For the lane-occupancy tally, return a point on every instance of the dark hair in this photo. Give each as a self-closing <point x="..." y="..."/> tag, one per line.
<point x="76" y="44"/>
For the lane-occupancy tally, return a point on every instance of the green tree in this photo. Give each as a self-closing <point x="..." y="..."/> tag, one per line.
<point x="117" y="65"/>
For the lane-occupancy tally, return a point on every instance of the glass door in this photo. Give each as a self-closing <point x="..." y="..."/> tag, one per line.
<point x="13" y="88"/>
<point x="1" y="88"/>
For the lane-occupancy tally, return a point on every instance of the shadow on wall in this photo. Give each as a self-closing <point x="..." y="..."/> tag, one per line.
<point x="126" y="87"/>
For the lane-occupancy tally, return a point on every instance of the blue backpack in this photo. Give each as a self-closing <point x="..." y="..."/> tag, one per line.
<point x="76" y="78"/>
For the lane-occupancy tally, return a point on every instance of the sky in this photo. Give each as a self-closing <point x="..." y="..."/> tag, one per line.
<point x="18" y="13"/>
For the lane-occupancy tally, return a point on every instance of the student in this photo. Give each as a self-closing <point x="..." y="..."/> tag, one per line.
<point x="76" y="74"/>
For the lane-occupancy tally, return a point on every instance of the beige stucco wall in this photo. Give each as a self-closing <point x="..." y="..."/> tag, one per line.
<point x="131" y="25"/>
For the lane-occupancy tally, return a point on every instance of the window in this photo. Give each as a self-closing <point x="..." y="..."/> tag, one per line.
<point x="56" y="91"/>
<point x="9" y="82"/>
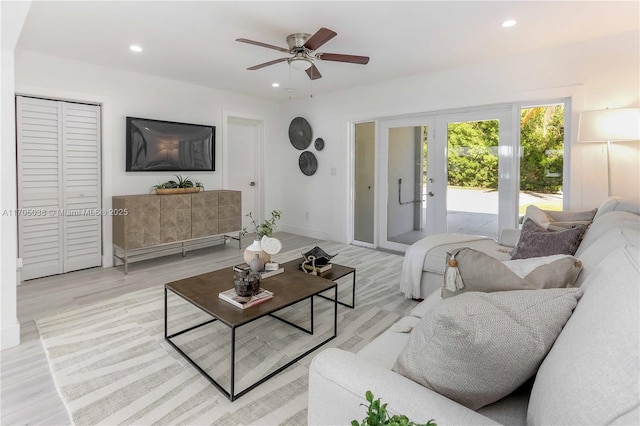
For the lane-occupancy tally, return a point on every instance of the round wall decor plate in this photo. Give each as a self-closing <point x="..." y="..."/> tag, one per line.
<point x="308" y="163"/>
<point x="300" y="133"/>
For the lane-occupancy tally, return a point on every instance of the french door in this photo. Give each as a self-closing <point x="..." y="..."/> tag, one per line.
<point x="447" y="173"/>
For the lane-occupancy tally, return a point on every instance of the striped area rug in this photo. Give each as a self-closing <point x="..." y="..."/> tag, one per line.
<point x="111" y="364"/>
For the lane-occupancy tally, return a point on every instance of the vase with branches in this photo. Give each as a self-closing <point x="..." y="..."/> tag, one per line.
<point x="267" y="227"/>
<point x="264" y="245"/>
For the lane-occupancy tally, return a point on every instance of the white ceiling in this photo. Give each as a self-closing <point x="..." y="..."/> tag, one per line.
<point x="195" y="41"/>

★ ★ ★ ★ ★ ★ ★

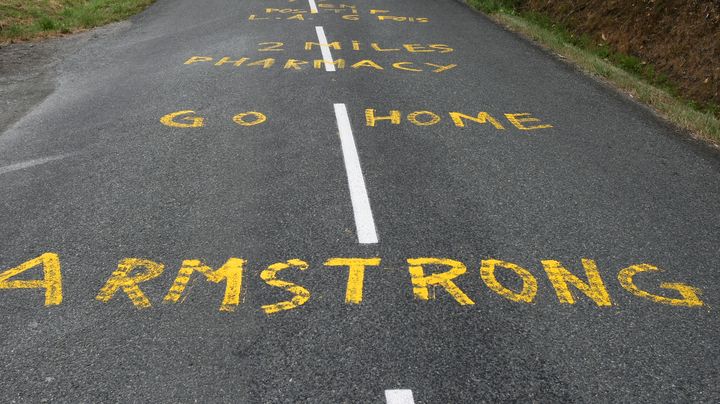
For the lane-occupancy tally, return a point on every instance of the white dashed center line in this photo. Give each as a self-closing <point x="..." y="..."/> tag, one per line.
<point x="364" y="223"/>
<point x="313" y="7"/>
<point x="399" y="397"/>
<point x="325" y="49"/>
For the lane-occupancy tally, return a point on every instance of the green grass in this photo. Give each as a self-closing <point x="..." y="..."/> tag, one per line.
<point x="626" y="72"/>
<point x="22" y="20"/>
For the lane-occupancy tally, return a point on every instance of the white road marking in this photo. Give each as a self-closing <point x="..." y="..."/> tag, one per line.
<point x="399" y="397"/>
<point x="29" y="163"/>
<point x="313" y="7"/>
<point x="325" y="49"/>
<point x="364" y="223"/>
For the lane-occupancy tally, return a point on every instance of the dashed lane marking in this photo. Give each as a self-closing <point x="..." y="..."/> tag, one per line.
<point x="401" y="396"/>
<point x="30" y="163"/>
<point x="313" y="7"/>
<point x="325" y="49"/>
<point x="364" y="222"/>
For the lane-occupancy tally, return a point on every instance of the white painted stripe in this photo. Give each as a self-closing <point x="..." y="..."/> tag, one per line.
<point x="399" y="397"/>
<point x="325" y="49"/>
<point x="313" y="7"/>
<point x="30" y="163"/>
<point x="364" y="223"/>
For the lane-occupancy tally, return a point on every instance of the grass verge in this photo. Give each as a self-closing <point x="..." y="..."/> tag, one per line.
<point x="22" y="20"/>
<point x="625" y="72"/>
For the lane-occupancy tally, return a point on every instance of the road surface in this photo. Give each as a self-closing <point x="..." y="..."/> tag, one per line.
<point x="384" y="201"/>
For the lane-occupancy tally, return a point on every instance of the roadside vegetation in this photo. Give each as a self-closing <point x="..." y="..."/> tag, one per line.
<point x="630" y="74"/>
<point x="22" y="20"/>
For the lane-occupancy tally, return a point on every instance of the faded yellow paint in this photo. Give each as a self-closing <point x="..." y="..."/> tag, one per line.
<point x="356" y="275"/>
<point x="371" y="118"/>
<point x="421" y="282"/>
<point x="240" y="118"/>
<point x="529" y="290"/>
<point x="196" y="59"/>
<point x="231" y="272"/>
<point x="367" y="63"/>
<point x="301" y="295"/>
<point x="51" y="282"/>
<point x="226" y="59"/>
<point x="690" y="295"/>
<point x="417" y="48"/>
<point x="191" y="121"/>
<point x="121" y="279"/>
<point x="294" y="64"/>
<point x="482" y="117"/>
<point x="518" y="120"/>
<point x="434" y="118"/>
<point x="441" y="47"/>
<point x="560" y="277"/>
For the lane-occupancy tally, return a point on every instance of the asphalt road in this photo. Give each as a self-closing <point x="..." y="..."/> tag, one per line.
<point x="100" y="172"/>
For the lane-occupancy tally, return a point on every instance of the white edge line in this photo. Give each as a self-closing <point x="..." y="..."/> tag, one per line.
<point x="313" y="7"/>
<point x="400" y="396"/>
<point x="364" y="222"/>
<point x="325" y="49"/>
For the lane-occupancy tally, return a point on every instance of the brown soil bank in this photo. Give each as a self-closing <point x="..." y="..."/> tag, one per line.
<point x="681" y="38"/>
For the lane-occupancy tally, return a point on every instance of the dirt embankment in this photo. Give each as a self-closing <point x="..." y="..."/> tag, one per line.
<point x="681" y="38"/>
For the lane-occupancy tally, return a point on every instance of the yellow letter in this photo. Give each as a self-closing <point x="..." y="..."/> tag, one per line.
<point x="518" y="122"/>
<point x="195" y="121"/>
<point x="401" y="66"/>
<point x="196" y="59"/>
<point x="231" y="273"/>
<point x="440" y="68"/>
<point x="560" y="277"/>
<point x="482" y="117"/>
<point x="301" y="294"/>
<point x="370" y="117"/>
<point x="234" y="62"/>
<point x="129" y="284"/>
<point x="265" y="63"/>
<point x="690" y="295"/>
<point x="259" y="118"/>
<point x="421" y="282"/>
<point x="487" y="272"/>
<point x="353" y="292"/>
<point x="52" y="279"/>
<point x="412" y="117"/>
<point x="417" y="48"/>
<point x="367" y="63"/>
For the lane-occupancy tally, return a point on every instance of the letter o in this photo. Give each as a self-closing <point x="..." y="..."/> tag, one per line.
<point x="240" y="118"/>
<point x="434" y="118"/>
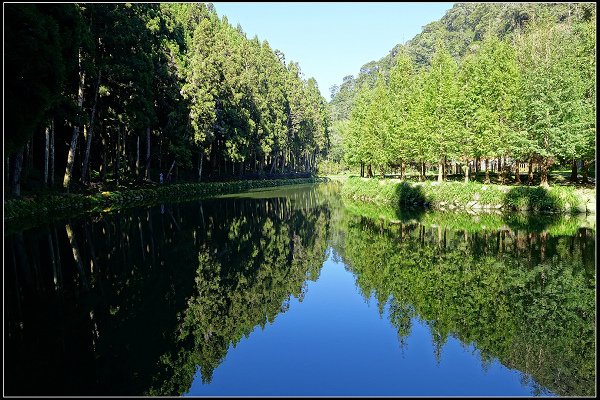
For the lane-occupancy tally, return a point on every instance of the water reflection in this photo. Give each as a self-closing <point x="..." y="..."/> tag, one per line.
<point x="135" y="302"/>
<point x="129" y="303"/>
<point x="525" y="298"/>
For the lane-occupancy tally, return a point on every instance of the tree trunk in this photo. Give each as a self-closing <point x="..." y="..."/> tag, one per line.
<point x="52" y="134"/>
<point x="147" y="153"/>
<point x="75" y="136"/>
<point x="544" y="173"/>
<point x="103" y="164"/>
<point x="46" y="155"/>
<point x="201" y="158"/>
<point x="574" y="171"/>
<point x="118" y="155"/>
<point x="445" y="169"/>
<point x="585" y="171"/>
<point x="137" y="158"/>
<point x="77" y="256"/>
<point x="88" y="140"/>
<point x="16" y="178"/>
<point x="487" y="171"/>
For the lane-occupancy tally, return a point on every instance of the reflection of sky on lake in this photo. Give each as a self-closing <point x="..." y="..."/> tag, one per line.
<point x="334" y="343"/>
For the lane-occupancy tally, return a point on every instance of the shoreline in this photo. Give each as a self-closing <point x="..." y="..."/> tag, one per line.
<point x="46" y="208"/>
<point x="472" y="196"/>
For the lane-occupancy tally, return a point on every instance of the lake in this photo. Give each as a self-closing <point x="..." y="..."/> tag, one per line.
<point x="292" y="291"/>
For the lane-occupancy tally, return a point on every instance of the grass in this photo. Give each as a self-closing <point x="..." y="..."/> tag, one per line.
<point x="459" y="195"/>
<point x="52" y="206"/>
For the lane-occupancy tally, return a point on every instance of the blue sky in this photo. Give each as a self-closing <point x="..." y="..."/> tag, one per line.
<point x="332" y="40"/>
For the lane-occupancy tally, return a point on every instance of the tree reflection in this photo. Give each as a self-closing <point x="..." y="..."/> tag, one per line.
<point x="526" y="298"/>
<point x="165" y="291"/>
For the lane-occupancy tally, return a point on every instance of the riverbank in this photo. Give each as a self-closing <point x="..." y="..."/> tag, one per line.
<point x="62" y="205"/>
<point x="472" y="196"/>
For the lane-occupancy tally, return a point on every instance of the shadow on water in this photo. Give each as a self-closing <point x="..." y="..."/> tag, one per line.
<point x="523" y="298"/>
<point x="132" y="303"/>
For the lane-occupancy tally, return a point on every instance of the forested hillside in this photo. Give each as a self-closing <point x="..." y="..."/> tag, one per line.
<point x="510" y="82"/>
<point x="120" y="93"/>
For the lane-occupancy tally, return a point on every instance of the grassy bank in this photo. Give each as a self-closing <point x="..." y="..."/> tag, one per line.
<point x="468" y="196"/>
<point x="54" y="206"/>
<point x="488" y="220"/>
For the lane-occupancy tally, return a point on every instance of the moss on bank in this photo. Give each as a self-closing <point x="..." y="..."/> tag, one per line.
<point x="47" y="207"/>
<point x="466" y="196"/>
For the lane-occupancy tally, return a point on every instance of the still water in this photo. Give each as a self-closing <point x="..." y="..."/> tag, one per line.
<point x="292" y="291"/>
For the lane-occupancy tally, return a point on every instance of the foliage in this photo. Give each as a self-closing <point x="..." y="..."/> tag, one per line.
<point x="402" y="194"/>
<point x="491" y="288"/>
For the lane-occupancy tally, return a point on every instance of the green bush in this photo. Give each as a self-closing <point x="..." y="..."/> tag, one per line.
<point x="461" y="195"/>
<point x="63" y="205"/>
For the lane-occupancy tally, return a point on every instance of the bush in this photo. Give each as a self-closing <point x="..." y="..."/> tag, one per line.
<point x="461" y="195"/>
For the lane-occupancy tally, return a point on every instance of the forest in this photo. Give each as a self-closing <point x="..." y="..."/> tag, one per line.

★ ★ ★ ★ ★ ★ ★

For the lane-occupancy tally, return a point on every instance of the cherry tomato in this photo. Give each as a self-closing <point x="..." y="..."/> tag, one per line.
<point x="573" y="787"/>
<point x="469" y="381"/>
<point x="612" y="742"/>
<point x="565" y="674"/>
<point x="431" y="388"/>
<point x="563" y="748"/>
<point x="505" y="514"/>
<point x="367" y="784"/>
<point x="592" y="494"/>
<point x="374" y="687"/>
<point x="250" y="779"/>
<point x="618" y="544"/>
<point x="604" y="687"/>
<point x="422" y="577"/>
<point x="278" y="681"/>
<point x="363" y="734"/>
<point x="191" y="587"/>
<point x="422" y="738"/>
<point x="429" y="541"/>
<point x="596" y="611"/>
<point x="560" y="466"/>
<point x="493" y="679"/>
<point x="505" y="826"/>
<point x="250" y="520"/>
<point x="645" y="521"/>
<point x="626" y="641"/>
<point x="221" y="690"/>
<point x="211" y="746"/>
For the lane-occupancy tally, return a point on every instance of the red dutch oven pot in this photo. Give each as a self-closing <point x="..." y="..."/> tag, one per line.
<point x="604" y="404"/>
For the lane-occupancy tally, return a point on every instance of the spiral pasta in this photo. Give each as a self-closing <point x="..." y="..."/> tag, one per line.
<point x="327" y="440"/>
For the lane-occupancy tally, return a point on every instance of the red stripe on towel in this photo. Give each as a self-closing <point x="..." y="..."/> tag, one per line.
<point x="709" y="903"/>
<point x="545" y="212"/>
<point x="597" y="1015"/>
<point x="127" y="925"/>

★ ★ ★ ★ ★ ★ ★

(What this task involves)
Please pull out every line above that contains the string "dashed" and copy each one in full.

(The completed task)
For the lane-occupancy tally, return a point on every instance of the white dashed center line in this photo. Give each as a self-closing <point x="..." y="..."/> tag, one per line.
For the lane-occupancy tally, return a point on every instance of the dashed lane marking in this photo. Give each as a self-closing <point x="..." y="..."/> tag, one per line.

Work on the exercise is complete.